YOUR GOAL: Rewrite every line of the records below, changing "vertical blur streak" to "motion blur trail" wherever it occurs and leaving everything else as is.

RECORDS PROVIDED:
<<<<

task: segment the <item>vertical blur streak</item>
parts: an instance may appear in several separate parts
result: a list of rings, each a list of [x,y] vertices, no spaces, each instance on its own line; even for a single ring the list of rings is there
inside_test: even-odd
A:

>>>>

EXERCISE RESPONSE:
task: segment the <item>motion blur trail</item>
parts: an instance may appear in several separate parts
result: a list of rings, each a list of [x,y] vertices, no spaces, each instance on its own line; even for a single ring the list of rings is there
inside_test: even-odd
A:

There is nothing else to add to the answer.